#### EXERCISE OBJECTIVE:
Please reproduce the part of the thread summary on invisible Unicode characters starting at "Accessibility, SEO, and" and ending at "for these reasons.".

#### EXCERPT TO READ ####

Show HN: Stun LLMs with thousands of invisible Unicode characters

Nostalgia and “enshittification” of the internet

  • Several commenters use this project as a springboard to lament the modern web: bot-blockers, slow interstitials, ad-driven platforms, and “ragebait” content.
  • Some argue the “old internet” was already full of spam and bots, but that today’s problem is more about engagement manipulation than crude viagra spam.
  • There’s a sense that LLMs add damage on top of an ecosystem already degraded by social media and ads.

How the Unicode obfuscation works and LLM robustness

  • The tool injects invisible and look‑alike Unicode characters to confuse LLMs or their safety layers, while remaining mostly readable to humans.
  • Some argue models will just learn to normalize or treat these tokens as equivalent, only slightly slowing learning.
  • Others note that modern pretraining pipelines already do heavy filtering (language detection, spam/“educational” filters), which may simply exclude such weird text.

Scrapers, preprocessing, and the arms race

  • Many believe this is trivially bypassed by scrapers via regex/Unicode normalization or stripping zero‑width and unusual characters, or by rendering pages and using OCR.
  • Counterpoint: blindly stripping non‑ASCII or “weird” chars breaks legitimate languages and diacritics; there is no universal “junk Unicode” set.
  • Past tools (e.g., heavy Unicode corruption like “klmbr”) initially broke models but newer models handle them, suggesting obfuscation is short‑lived.

Accessibility, SEO, and human usability

  • Strong consensus that this is “terrible” for screen readers: audio output becomes unusable or letter‑by‑letter noise.
  • Concerns that it would harm accessibility, may ruin SEO, and can even break editors and PDFs; some report copy/paste issues in browsers.
  • Several commenters explicitly ask people not to deploy this on real sites for these reasons.

Experiments and behavior of different LLMs

  • Users test various models (GPT, Claude, Gemini, Grok, Qwen, etc.) with mixed results:
    • Some decode the hidden text or strip zero‑width chars easily, sometimes even generating code to clean it.
    • Others refuse to answer or output safety messages, seemingly treating it as obfuscated/prompt‑injection content.
  • The main practical effect, where it works, is to cause refusals or off‑topic answers when students copy‑paste gibberified prompts.

Alternative defenses and broader reflections

  • Suggested alternatives: inserting invisible CBRN/red‑team prompts to trigger safety filters, ASCII art, RTL/bottom‑to‑top text, or just using robots.txt plus legal/regulatory tools.
  • Several commenters think the only long‑term way to “beat” LLMs would be to make text illegible to humans too, which is self‑defeating.

#### RECORDS SHOWN ####

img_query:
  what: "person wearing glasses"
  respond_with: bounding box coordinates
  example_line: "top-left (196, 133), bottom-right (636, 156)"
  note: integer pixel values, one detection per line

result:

####
#### RECORDS SHOWN ####

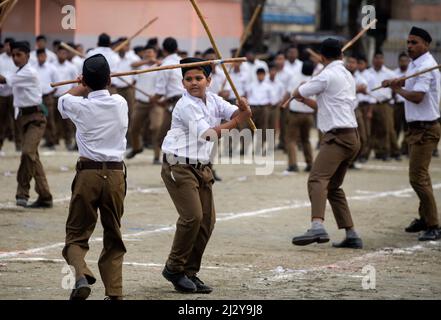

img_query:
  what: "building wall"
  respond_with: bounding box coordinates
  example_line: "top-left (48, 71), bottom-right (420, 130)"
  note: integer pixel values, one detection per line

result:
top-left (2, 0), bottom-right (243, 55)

####

#### WRITTEN SOLUTION:
Accessibility, SEO, and human usability

  • Strong consensus that this is “terrible” for screen readers: audio output becomes unusable or letter‑by‑letter noise.
  • Concerns that it would harm accessibility, may ruin SEO, and can even break editors and PDFs; some report copy/paste issues in browsers.
  • Several commenters explicitly ask people not to deploy this on real sites for these reasons.